**ÉNONCÉ ÉCRIT:** D'après l'extrait du texte sur les contes marocains, combien de contes ont été recueillis à Fez, et à quelle époque ?

**EXTRAIT DU TEXTE:**
****

Des contes traditionnels orientaux joliment illustrés par Laetitia Zink !

Onze contes traditionnels, recueillis à Fez, au début du XXe siècle.

Plongez sans plus attendre dans ces onze contes marocains et partez à la découverte de la cité de Fez.

EXTRAIT DE La gazelle d'or

Un riche commerçant avait un fils fort beau et très instruit, dont le charme, les bonnes manières, l’intelligence et le courage faisaient l’admiration de tous ceux qui l’approchaient. Son père, craignant pour lui les dangers que pouvait faire naître sa beauté, avait soin de le cacher aux yeux du monde et faisait en sorte que tout son temps se passât à étudier, ou bien à prendre, loin des rues passagères et des souks pleins de toutes sortes de gens, des leçons d’escrime et d’équitation.
Mais le père subit le sort de tous les hommes et mourut un jour, laissant à son fils une grande fortune, une belle maison et de nombreux serviteurs. Devenu maître de ses actes, le jeune homme prit l’habitude d’aller tous les jours se promener dans la ville et jouir du spectacle de la foule et des riches boutiques. Tout le monde fut alors étonné à la vue de sa beauté.

****

**DONNÉES FOURNIES:**

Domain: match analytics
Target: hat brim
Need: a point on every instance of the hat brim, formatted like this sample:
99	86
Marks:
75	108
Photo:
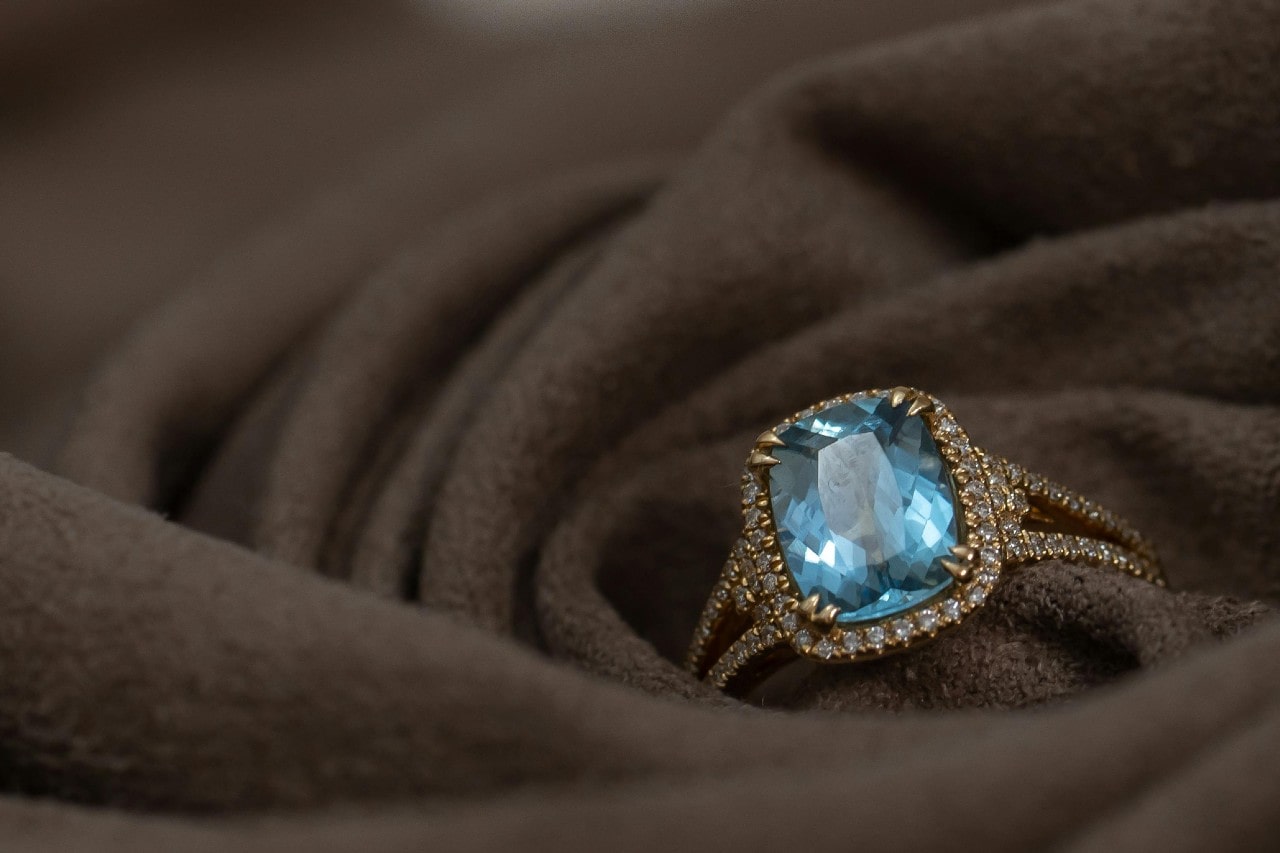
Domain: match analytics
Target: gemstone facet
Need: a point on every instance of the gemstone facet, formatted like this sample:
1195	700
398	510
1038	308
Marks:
865	509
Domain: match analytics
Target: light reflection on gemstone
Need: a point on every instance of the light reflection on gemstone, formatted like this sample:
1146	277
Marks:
865	509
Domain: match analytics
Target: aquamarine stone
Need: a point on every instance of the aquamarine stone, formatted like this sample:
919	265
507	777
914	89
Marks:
865	509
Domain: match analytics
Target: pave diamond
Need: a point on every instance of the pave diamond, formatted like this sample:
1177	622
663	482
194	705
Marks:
864	507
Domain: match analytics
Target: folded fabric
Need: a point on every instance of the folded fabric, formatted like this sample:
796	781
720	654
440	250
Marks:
391	528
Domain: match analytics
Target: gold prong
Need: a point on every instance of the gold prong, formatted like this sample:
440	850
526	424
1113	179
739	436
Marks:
768	438
759	459
958	570
920	404
1037	514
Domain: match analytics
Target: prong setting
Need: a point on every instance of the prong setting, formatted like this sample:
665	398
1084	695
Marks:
991	505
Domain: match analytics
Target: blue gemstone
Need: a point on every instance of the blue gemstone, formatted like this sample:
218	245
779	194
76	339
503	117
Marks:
865	509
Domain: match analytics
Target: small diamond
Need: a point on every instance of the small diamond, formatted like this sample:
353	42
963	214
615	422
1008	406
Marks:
1018	502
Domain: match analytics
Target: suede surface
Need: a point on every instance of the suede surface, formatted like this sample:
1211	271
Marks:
387	525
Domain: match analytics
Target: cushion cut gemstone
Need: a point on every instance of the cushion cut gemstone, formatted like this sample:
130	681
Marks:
865	509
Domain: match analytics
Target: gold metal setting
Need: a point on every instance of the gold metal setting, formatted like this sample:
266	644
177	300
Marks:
1009	518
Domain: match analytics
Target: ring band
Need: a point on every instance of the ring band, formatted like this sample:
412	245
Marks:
871	525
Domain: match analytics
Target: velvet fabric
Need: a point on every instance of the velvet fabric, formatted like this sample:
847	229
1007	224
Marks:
387	525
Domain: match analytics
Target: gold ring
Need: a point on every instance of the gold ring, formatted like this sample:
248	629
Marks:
871	525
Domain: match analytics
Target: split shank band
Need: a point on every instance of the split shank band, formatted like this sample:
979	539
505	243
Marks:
871	525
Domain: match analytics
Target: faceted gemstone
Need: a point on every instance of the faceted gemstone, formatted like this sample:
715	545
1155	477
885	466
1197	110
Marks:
865	509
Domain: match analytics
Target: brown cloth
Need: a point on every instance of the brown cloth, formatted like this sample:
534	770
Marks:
387	528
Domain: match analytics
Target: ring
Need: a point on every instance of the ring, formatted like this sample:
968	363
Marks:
871	525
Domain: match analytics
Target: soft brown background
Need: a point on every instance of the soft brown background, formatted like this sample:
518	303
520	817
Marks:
378	387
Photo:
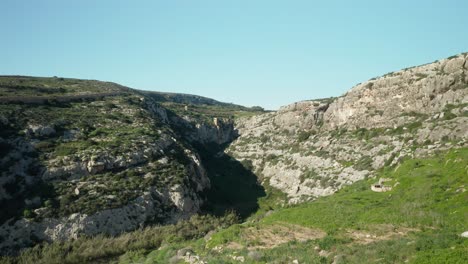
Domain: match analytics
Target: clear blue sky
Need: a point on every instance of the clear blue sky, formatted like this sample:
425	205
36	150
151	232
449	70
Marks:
263	52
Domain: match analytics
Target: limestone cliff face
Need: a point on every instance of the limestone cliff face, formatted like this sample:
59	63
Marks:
100	166
217	131
313	148
381	102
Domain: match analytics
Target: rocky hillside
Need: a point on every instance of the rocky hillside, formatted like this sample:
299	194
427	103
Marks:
83	157
313	148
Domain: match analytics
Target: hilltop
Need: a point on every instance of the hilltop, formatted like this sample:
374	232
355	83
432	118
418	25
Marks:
377	175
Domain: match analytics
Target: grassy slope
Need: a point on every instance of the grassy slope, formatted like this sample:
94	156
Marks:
44	86
429	203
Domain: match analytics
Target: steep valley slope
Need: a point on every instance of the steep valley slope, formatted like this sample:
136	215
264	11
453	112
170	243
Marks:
82	158
378	174
313	148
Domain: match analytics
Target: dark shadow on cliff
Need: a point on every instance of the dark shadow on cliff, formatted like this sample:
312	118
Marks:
234	187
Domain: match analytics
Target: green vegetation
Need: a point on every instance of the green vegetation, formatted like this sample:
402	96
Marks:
102	249
419	221
42	86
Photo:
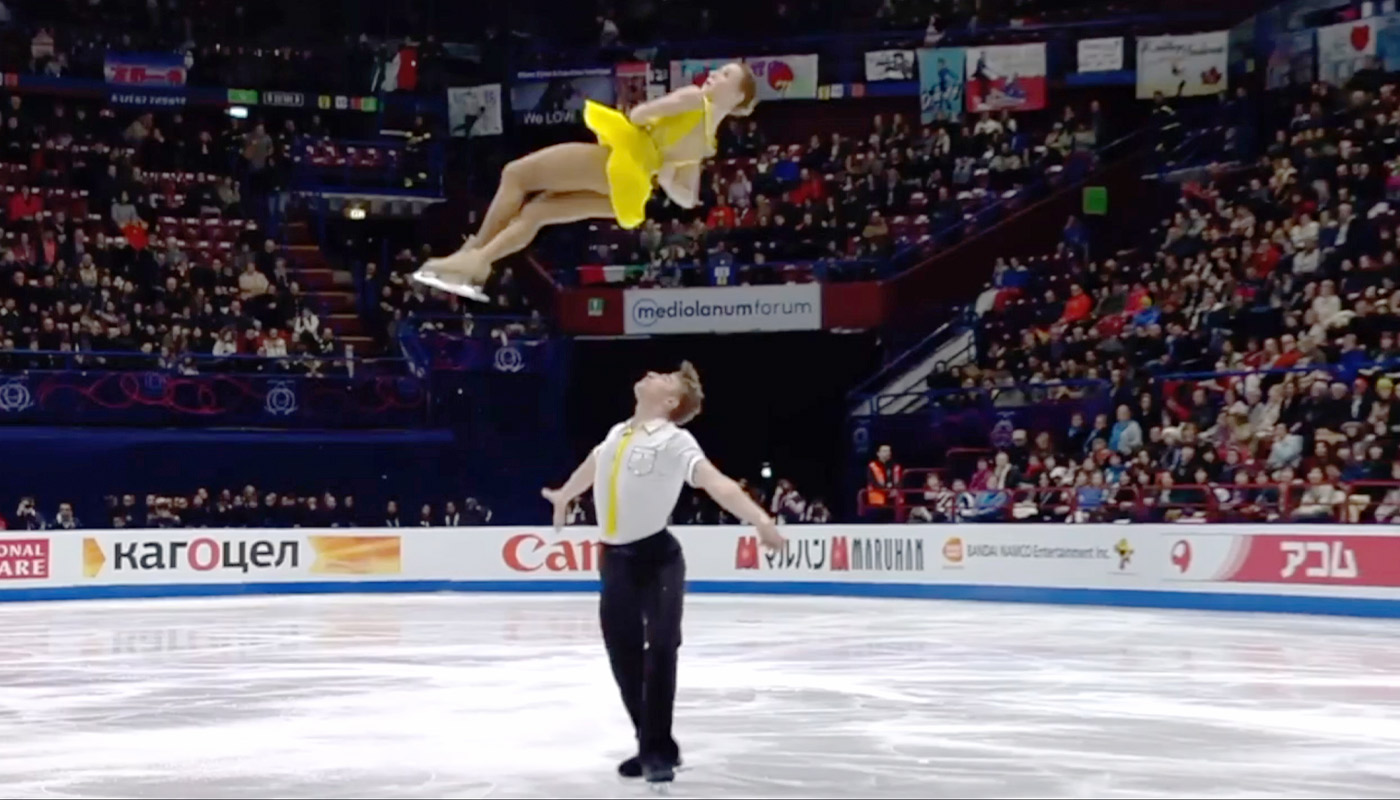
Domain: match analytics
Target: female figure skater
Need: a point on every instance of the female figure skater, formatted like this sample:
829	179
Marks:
665	139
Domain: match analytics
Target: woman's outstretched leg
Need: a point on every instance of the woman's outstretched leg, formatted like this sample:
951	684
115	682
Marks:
570	167
548	209
472	266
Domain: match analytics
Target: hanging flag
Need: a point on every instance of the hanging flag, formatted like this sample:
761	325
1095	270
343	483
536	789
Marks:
399	72
1005	77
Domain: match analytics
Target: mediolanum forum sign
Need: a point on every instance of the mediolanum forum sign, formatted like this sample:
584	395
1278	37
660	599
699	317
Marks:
723	310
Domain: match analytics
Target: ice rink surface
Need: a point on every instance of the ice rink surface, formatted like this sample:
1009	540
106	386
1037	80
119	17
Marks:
510	697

****

**CORRIGÉ:** Onze contes, recueillis au début du XXe siècle.